Update the entries from the line with "power line pole" through the end of the entries, replacing "dirt path" with "gravel road", and write out those lines again with nothing else changed.

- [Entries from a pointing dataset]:
• • • • • • •
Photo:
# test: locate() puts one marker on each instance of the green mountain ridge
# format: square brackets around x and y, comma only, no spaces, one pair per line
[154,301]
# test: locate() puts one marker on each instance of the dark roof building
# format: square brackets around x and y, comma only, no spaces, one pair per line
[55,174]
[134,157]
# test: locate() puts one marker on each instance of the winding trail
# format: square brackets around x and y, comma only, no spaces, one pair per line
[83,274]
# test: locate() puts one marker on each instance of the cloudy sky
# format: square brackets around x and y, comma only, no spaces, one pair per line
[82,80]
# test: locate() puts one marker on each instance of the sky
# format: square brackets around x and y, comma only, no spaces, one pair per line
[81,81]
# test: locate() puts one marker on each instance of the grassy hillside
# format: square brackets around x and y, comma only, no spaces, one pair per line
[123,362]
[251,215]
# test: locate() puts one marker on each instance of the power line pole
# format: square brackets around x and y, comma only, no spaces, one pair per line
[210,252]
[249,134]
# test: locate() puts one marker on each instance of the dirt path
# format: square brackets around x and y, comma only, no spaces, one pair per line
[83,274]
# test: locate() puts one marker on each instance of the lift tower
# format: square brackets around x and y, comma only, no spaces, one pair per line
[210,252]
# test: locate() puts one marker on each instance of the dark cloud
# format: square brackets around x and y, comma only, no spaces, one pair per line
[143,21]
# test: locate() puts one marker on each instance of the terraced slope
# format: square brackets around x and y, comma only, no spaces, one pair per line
• • • • • • •
- [EXERCISE OUTPUT]:
# test: locate() puts one marker on each instance of the power line pole
# format: square brackets around x and y, comma only, no spaces, one pair per line
[210,252]
[249,134]
# test: locate() puts one marker on each instance of the gravel road
# format: square brackets around x and y, comma only, no spaces, one pair per line
[83,274]
# test: locate() puts one marker on each instance of the lift tower
# format: square brackets around x and y, comma only, no spaces, one pair per line
[210,252]
# test: locate() puts one marker on each instance of the dark cloud
# format: square brackets around x and y, comma only, no spaces, one pair per line
[143,21]
# test: locate() puts one marker on each instance of the terraced slope
# format: square brackets around x and y, comma only, no spaces, one pair per line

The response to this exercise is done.